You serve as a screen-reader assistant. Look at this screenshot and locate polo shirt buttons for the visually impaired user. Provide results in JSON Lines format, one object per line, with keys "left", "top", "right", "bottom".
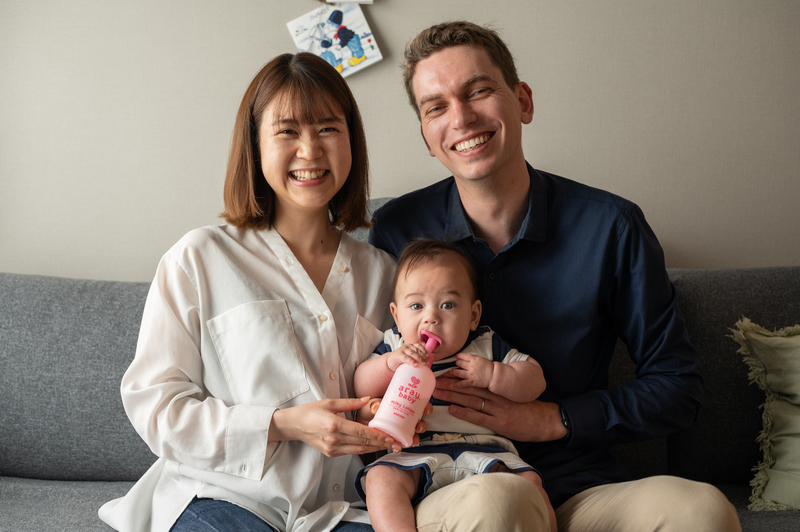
{"left": 329, "top": 372, "right": 338, "bottom": 380}
{"left": 336, "top": 505, "right": 345, "bottom": 513}
{"left": 333, "top": 484, "right": 342, "bottom": 492}
{"left": 319, "top": 314, "right": 328, "bottom": 322}
{"left": 338, "top": 266, "right": 348, "bottom": 273}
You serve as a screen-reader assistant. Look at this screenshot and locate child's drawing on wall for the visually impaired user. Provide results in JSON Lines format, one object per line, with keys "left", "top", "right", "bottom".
{"left": 287, "top": 4, "right": 382, "bottom": 78}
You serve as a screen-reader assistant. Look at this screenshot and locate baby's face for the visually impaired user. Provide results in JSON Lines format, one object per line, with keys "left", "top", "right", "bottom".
{"left": 390, "top": 260, "right": 481, "bottom": 360}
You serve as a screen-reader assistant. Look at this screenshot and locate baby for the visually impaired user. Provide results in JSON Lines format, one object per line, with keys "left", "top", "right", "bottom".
{"left": 354, "top": 239, "right": 556, "bottom": 532}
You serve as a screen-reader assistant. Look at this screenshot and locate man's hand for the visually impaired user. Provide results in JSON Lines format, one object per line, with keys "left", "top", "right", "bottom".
{"left": 433, "top": 376, "right": 567, "bottom": 442}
* * *
Requirement: All entries must be output unchanged, with every picture omitted.

Answer for the task:
You serve as a screen-reader assistant. Look at this screenshot and locate polo shirt buttons for the visually impaired user. Provide results in JSON Lines format, one object per line, with keys "left", "top", "right", "bottom".
{"left": 329, "top": 372, "right": 338, "bottom": 380}
{"left": 336, "top": 505, "right": 345, "bottom": 513}
{"left": 333, "top": 484, "right": 342, "bottom": 492}
{"left": 319, "top": 314, "right": 328, "bottom": 322}
{"left": 338, "top": 266, "right": 348, "bottom": 273}
You serve as a screen-reader assistant. Look at this screenshot and locate child's drawing on wall for the visually impaired user. Provide results in JSON Lines format, one object per line, with keys "left", "top", "right", "bottom".
{"left": 287, "top": 4, "right": 382, "bottom": 78}
You serve as a screen-reader assistant. Look at this screenshot and locate baby's face for the visually impaired user. Provide results in JSON Lines format, one object per line, with keys "left", "top", "right", "bottom".
{"left": 390, "top": 260, "right": 481, "bottom": 360}
You serve as a screen-reader assistant. Look at this screenshot and locate baby for the visually impaired user. Provide results in JSON Lines format, one object per line, with keys "left", "top", "right", "bottom".
{"left": 354, "top": 239, "right": 556, "bottom": 532}
You serve as a screen-reader assistant. Look at this screenshot and locate man's hand for the visually impaired user. Provide results in JSON Lines format, one object per line, with keys "left", "top", "right", "bottom".
{"left": 433, "top": 376, "right": 567, "bottom": 442}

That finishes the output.